- Material provided
## BEGIN

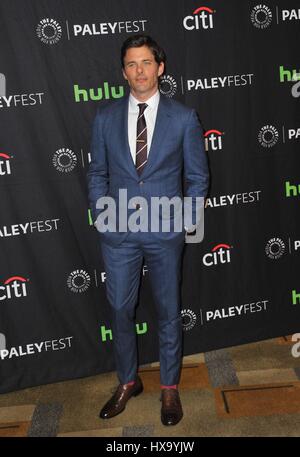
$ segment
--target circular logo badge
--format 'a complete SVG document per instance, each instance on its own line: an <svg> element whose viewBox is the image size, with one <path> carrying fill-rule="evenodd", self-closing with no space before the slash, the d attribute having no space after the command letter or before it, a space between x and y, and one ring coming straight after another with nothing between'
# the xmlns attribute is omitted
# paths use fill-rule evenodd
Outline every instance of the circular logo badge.
<svg viewBox="0 0 300 457"><path fill-rule="evenodd" d="M160 78L159 91L166 97L173 97L177 92L177 82L171 75L164 75Z"/></svg>
<svg viewBox="0 0 300 457"><path fill-rule="evenodd" d="M45 44L56 44L62 36L62 28L54 19L42 19L36 28L39 39Z"/></svg>
<svg viewBox="0 0 300 457"><path fill-rule="evenodd" d="M84 270L75 270L69 275L67 284L74 293L85 292L91 283L90 275Z"/></svg>
<svg viewBox="0 0 300 457"><path fill-rule="evenodd" d="M258 134L258 141L264 148L271 148L274 146L279 138L277 129L273 125L265 125L262 127Z"/></svg>
<svg viewBox="0 0 300 457"><path fill-rule="evenodd" d="M258 29L265 29L272 22L272 11L266 5L256 5L251 11L251 21Z"/></svg>
<svg viewBox="0 0 300 457"><path fill-rule="evenodd" d="M267 242L265 251L270 259L279 259L284 254L285 244L280 238L272 238Z"/></svg>
<svg viewBox="0 0 300 457"><path fill-rule="evenodd" d="M192 330L196 324L197 316L191 309L183 309L181 311L182 328L185 332Z"/></svg>
<svg viewBox="0 0 300 457"><path fill-rule="evenodd" d="M69 173L76 167L77 157L71 149L60 148L54 153L52 162L57 171Z"/></svg>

## END

- Exercise description
In the data above, change "circular logo badge" to "round logo badge" and give the part that opens with the first line and closes with the line containing "Outline every instance" again, all else unchanged. Leave the pictures out of your answer.

- Exercise answer
$ segment
--target round logo badge
--format 'a complete SVG document per instance, each instance on its own line: an <svg> element whose viewBox is the image size, with one <path> carrying fill-rule="evenodd", self-closing with no space before the slash, the d attribute having no space after the command letter or before it, a space between x and y, and one ring coming straight after another with nothing between'
# the xmlns attribute is omitted
# paths use fill-rule evenodd
Outline every instance of the round logo badge.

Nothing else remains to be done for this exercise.